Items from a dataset
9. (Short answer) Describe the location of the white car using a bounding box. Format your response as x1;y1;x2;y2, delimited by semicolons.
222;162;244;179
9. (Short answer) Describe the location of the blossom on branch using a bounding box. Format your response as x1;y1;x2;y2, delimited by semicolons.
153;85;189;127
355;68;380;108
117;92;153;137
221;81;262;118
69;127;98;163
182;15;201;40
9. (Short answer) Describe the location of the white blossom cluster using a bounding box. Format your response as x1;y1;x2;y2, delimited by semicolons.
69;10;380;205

### AIM OF THE EXERCISE
Could you rescale all the items by writing every line again, requests included, with each bounding-box coordinate in the answers multiplied by 2.6 and rounded to a whole number (halves up), while the numbers in the requests stay as they are?

### OUTPUT
9. (Short answer) Describe the location of the white car using a bounding box. Format your response as x1;y1;x2;y2, delimited by semicolons.
577;421;634;465
9. (Short answer) Describe the location of the blossom on branch using a bounding box. Format your response as x1;y1;x2;y2, delimited by semicolons.
398;221;491;330
923;177;988;281
304;239;398;356
575;211;681;307
179;330;255;424
473;39;523;104
9. (Short answer) Describe the location of the white blossom cluster using a bounding box. Format your response as x1;y1;x2;y2, delimited by semicolons.
179;26;988;533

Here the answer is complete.